__Excerpted text__:
INVESTIGADORES
BOUVIER Leon Alberto
congresos y reuniones científicas
Título:
Gene expression misregulation in DNA repair deficient cells
Autor/es:
MUÑOZ, JUAN C.; BECKERMAN, INÉS; BOUVIER, LEÓN A.; MUÑOZ, MANUEL J.
Lugar:
Virtual
Reunión:
Congreso; REUNIÓN DE SOCIEDADES DE BIOCIENCIAS 2021-LXVI REUNIÓN ANUAL DE LA SOCIEDAD ARGENTINA DE INVESTIGACIÓN CLÍNICA (SAIC); 2021
Resumen:
DNA damage caused naturally by UV light exposure in skin cells triggers not only lesion repair mechanisms but also a global gene expression response that includes RNAPII degradation. Recent identification of the lysine residue responsible for RNAPII ubiquitination and degradation uncovered an unanticipated relevance for RNAPII levels in the control of gene expression in UV-treated cells.Since DNA is the only biopolymer that is neither disposable nor recyclable, it must be repaired when damaged. Among the various repair systems that human cells have, the nucleotide excision repair (NER) system is the one that deals with most of UV light-induced lesions. Damage detection by NER system occurs by two different DNA-sensing mechanisms that then converge on the same machinery that repairs the damage: transcription-coupled repair (TC-NER) and global genome repair (GG-NER). The ?last resort? model states that a RNAPII molecule stalled in front of a UV-induced DNA lesion is degraded so as to allow access to the repair machinery and, therefore, RNAPII degradation would be part of the TC-NER system. However, different evidences suggest that the scenario could be different. On the one hand, most of the repair of lesions in template strands in transcriptionally active genes, the only lesions repaired by TC-NER, occurs in the first hours post UV, while degradation of RNAPII is observed hours later. On the other hand, preliminary results from our group show that RNAPII degradation is mainly controlled by the GG-NER system. Using the CRISPR/Cas9 editing system, we generated human keratinocytes unable to recognize lesions through the GG-NER system (GG-NER KO / TC-NER WT cells) and observed a marked inhibition in the degradation of RNAPII in response to UV light. Moreover, impairment of the actual lesion-repair, but its lesion recognition, enhanced RNAPII degradation. While in GG-NER KO cells we observed less RNAPII degradation and enhanced cell viability upon UV, in comparison to wild type keratinocytes, in different lesion-repair mutant cells we observed the opposite: enhanced RNAPII degradation and reduced cell viability upon UV. Consequently, we propose that RNAPII levels determine cell viability and are mainly controlled by an unexplored GG-NER-dependent mechanism.

__Problem requirements__: Return the passage of the DNA repair abstract starting with "INVESTIGADORES" and going on through "MUÑOZ, MANUEL J.", copied word for word. The records come from a separate source, not from the DNA repair abstract.

__Data drawn from a collection__:
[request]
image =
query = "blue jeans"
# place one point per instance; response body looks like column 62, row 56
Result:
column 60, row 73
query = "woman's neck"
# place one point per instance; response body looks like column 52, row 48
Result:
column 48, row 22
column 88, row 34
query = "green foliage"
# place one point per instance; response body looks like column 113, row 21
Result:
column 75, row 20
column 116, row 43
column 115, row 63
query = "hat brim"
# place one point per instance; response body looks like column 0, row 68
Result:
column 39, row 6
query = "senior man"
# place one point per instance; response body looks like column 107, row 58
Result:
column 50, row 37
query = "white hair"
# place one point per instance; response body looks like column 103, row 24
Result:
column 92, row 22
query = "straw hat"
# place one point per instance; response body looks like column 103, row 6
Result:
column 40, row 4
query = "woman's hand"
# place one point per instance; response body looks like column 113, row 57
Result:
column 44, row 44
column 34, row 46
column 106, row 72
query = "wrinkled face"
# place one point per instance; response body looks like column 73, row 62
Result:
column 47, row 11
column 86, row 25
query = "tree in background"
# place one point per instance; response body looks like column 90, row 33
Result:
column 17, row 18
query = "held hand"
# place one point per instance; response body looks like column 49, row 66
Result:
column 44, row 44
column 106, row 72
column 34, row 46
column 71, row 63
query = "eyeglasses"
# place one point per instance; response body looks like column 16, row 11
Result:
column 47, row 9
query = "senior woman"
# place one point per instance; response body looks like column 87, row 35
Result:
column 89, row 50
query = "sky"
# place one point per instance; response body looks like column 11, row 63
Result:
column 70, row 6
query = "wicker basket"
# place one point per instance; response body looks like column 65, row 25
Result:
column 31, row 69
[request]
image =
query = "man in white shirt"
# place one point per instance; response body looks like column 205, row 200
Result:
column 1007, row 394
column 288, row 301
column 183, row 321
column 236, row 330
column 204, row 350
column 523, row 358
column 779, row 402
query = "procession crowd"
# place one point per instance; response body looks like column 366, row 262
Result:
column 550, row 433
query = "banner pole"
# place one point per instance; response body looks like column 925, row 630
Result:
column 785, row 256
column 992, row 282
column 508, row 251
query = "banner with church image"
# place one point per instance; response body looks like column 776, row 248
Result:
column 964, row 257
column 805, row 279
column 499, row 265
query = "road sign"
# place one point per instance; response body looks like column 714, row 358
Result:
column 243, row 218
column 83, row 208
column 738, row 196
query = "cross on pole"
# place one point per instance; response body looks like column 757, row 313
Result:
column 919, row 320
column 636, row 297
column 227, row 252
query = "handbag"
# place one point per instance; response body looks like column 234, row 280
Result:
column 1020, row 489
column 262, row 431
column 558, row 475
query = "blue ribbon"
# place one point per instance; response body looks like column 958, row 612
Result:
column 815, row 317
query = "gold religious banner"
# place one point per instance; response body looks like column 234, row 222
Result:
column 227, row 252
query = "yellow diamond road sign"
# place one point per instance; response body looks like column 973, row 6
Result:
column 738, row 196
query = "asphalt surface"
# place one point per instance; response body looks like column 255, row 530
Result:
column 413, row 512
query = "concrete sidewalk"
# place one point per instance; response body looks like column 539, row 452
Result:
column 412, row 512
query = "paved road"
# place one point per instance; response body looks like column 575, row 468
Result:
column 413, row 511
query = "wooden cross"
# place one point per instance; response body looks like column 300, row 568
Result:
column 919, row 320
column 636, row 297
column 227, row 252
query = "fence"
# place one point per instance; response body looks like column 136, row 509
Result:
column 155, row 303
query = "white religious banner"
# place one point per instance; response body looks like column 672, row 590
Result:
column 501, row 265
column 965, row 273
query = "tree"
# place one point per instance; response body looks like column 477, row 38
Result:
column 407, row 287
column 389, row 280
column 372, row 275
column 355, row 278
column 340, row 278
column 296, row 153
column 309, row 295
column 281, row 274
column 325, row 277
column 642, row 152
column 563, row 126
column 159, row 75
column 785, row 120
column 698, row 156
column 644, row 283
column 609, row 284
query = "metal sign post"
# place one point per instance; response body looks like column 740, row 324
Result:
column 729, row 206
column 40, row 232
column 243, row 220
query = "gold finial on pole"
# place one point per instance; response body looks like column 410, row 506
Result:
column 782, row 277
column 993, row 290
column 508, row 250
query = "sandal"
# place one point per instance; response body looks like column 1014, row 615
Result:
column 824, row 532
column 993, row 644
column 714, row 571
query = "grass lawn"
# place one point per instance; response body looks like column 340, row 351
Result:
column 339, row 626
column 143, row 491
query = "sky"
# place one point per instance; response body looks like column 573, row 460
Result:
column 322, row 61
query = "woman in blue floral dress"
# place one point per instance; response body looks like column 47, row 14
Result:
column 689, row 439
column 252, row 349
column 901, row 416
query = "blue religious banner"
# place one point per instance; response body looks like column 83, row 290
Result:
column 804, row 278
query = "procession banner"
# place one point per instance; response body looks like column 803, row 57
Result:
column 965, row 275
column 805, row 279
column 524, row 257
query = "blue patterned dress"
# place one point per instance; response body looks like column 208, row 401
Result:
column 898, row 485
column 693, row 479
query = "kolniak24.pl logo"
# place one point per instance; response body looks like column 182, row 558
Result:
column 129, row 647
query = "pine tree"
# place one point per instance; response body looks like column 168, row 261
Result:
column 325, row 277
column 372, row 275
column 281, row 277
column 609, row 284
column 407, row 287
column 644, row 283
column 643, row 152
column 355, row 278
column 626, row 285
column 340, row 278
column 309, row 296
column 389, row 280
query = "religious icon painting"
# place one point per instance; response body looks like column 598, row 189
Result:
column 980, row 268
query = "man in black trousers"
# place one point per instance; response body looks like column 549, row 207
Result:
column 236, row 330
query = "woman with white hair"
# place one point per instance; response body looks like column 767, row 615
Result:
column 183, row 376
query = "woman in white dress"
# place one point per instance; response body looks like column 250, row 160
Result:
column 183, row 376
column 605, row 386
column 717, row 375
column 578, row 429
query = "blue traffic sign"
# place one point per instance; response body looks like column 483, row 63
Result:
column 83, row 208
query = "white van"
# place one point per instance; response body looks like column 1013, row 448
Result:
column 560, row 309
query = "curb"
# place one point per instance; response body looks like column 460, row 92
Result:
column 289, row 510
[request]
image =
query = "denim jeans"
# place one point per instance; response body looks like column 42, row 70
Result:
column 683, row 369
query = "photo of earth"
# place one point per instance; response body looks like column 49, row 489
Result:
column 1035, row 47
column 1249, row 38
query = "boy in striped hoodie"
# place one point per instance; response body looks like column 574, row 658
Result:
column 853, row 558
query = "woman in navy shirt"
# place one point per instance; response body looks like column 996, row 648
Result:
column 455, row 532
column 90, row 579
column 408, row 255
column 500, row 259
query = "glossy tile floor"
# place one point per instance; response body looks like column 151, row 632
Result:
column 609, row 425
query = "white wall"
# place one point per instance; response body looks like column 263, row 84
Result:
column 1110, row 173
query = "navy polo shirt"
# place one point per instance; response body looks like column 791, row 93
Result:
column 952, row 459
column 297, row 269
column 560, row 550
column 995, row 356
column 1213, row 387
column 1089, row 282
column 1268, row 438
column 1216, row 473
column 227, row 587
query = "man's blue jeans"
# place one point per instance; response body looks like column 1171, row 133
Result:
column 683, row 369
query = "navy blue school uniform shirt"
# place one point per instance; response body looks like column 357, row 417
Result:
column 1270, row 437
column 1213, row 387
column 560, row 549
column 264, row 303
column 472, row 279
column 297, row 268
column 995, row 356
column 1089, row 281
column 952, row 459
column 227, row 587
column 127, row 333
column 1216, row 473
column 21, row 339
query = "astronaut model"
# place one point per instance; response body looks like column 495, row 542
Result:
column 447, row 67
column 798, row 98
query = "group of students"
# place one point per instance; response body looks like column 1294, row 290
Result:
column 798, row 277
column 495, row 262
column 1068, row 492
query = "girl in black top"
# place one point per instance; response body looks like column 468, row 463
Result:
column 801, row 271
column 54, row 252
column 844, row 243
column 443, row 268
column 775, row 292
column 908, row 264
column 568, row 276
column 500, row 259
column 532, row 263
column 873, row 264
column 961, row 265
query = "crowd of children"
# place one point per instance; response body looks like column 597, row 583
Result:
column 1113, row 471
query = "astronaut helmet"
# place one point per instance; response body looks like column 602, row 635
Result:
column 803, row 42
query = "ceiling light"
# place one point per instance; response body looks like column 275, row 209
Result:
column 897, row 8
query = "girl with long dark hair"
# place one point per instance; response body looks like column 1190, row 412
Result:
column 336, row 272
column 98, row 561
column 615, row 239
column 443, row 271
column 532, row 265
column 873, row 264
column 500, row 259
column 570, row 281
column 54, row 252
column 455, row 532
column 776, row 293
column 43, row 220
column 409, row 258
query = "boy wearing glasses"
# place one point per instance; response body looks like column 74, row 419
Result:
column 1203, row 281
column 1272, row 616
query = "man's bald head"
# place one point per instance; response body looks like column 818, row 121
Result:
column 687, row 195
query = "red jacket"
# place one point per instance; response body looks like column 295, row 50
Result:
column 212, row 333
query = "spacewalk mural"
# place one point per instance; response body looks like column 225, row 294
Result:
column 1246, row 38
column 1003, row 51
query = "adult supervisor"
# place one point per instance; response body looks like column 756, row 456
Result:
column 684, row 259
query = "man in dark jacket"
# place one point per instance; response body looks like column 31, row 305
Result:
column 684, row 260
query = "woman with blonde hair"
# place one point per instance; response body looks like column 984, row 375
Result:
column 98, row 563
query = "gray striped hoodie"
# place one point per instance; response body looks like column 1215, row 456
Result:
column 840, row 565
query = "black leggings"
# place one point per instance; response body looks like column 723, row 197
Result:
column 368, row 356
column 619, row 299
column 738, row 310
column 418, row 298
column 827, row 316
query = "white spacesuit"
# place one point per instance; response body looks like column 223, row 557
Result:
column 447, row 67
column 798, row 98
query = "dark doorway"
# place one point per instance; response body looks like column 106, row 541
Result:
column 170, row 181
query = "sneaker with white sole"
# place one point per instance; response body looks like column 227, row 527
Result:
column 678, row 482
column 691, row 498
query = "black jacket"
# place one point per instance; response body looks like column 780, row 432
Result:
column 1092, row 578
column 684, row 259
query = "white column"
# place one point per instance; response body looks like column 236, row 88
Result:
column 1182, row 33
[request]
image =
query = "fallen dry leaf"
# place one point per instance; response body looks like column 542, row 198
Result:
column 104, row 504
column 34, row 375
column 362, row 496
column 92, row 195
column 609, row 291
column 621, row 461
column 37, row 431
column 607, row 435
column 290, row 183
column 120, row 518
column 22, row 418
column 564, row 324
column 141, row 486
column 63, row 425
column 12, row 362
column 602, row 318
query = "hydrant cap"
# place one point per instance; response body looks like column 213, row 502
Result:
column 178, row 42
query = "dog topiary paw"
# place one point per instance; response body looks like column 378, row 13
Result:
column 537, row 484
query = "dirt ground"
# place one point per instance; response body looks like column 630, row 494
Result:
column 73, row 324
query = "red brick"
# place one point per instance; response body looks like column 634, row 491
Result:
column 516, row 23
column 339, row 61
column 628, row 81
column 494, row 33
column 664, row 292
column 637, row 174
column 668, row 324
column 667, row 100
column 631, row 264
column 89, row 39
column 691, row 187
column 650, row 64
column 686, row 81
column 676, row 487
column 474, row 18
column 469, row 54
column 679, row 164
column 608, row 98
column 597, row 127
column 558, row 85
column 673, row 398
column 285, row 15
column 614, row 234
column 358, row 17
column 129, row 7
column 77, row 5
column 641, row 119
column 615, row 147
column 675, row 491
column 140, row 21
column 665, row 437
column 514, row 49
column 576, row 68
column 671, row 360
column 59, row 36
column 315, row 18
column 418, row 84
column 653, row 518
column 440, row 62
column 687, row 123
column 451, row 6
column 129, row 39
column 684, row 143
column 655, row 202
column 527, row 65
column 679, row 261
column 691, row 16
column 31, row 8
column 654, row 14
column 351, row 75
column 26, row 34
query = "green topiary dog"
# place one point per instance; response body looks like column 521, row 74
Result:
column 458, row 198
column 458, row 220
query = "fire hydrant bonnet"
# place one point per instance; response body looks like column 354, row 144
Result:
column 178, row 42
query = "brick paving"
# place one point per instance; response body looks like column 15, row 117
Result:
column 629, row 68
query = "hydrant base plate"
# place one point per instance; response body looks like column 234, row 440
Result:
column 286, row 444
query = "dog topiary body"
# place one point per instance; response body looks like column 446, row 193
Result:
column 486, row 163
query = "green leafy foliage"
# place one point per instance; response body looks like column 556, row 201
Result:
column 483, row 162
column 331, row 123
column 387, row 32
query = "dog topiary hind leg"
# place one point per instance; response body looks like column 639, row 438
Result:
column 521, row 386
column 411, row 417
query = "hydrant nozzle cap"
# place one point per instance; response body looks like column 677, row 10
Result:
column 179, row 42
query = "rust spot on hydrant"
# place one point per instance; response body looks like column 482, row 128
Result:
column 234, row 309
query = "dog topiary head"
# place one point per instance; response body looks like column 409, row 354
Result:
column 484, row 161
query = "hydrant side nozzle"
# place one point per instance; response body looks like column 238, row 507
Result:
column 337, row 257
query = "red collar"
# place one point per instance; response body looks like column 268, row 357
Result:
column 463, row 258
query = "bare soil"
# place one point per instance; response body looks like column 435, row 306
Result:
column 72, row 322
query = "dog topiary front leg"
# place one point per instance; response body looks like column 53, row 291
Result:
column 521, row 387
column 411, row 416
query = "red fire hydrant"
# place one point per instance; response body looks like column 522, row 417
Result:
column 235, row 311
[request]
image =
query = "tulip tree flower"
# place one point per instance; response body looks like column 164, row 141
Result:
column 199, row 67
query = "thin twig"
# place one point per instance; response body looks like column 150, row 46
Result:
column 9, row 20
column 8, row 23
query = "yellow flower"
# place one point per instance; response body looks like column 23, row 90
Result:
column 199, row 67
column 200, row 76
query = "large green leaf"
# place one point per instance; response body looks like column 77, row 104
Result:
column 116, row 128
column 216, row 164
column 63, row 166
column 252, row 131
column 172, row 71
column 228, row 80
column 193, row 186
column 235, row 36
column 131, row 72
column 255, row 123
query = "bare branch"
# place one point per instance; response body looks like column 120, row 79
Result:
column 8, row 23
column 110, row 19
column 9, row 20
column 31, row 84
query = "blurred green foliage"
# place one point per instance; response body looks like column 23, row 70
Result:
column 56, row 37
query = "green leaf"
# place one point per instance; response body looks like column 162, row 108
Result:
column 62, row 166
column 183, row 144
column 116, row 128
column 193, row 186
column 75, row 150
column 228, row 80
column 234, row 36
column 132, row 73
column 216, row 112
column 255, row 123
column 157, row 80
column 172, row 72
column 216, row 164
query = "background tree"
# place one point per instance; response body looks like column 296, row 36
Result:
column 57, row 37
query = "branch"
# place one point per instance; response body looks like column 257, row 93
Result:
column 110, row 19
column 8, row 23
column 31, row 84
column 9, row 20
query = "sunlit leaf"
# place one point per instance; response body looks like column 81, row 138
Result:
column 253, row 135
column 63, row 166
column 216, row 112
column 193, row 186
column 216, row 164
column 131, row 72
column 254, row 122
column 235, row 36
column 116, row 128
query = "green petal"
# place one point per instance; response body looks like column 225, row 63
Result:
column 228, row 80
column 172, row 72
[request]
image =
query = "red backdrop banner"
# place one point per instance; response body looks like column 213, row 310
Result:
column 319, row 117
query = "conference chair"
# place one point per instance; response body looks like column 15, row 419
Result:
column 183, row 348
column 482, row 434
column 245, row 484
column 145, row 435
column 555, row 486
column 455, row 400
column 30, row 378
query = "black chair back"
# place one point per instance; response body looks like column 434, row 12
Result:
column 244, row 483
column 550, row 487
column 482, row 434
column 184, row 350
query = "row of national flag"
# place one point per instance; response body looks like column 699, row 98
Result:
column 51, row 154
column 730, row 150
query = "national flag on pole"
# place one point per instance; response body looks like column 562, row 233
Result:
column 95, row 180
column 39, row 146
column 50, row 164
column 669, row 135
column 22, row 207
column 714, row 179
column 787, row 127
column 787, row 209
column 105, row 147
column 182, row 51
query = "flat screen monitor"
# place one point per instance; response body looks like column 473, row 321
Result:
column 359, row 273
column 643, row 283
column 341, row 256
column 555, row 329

__Completed exercise__:
INVESTIGADORES
BOUVIER Leon Alberto
congresos y reuniones científicas
Título:
Gene expression misregulation in DNA repair deficient cells
Autor/es:
MUÑOZ, JUAN C.; BECKERMAN, INÉS; BOUVIER, LEÓN A.; MUÑOZ, MANUEL J.